PAGE EXTRACT:
▬▬▬▬▬▬
Conflict is a natural part of every relationship. As much as you love each other, you sometimes find yourself at odds over how to raise your children, pay off your mortgage, or do the laundry. Try these tips for resolving and preventing arguments so you can weather the rocky times and enjoy more harmony.
Steps to Take After an Argument
- Cool off. If tempers are flaring, you may be better off stepping away until you calm down. Take a walk or clean out a closet. Let your partner know that you’re willing to talk later when you’re less likely to say something that you’ll regret.
- Look at the big picture. Remind yourself about your partner’s good qualities. List the positive aspects of your relationship. It will help you to keep things in perspective.
- Apologize when appropriate. Hold yourself accountable for your contribution to the conflict. Ask for forgiveness when you’ve made a mistake.
- Respect each other’s feelings. You and your partner will be happier if you consider how your actions affect each other. Be willing to spend Valentine’s Day at an overcrowded restaurant if it makes your partner feel special.
- Reach out. A little reassurance can keep tensions from interfering with intimacy. Offer a hug or a friendly smile.
- Follow up. Some differences require more than one conversation. Congratulate yourselves for agreeing to cut back on spending on cable TV and new shoes. Agree to weekly sessions for tackling the rest of your household budget.
▬▬▬▬▬▬
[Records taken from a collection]

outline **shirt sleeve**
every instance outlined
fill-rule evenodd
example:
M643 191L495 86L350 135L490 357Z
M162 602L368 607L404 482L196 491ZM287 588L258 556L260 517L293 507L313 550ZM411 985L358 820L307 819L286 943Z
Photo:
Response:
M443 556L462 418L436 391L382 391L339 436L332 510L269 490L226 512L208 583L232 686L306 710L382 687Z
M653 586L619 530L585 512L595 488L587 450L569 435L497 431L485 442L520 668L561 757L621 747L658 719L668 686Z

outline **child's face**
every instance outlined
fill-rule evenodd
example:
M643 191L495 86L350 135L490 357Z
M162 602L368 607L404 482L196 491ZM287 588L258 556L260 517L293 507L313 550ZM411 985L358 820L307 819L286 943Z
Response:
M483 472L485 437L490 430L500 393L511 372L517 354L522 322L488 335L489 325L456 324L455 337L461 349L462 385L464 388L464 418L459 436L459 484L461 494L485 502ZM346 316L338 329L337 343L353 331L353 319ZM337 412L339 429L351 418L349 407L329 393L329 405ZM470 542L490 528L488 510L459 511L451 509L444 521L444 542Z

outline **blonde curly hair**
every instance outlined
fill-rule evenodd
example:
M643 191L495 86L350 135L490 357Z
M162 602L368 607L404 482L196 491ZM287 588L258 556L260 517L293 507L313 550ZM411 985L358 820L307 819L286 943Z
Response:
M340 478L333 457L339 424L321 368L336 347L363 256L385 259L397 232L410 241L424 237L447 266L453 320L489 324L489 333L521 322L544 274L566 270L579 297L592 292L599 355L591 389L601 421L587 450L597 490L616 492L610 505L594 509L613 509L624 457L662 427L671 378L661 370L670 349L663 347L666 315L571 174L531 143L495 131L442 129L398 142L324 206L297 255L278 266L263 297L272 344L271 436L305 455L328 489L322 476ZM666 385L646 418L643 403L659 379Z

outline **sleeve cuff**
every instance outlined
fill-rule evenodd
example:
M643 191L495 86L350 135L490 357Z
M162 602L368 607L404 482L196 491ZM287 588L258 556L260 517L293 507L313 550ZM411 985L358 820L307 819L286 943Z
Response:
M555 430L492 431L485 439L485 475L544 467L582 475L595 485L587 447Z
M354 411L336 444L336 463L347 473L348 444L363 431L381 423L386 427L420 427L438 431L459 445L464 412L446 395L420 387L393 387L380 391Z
▬▬▬▬▬▬
WORK ORDER A: Summarize the text on handling arguments between partners in two sentences.
WORK ORDER B: From the text on handling arguments between partners, quote the stretch from "- Respect each" through "a friendly smile." word for word.

TASK RESULT A: Conflict is a natural part of every relationship, and the tips help couples resolve and prevent arguments so they can weather rocky times and enjoy more harmony. After an argument, partners should cool off, look at the big picture, apologize when appropriate, respect each other's feelings, reach out with reassurance, and follow up with more conversations.

TASK RESULT B:
- Respect each other’s feelings. You and your partner will be happier if you consider how your actions affect each other. Be willing to spend Valentine’s Day at an overcrowded restaurant if it makes your partner feel special.
- Reach out. A little reassurance can keep tensions from interfering with intimacy. Offer a hug or a friendly smile.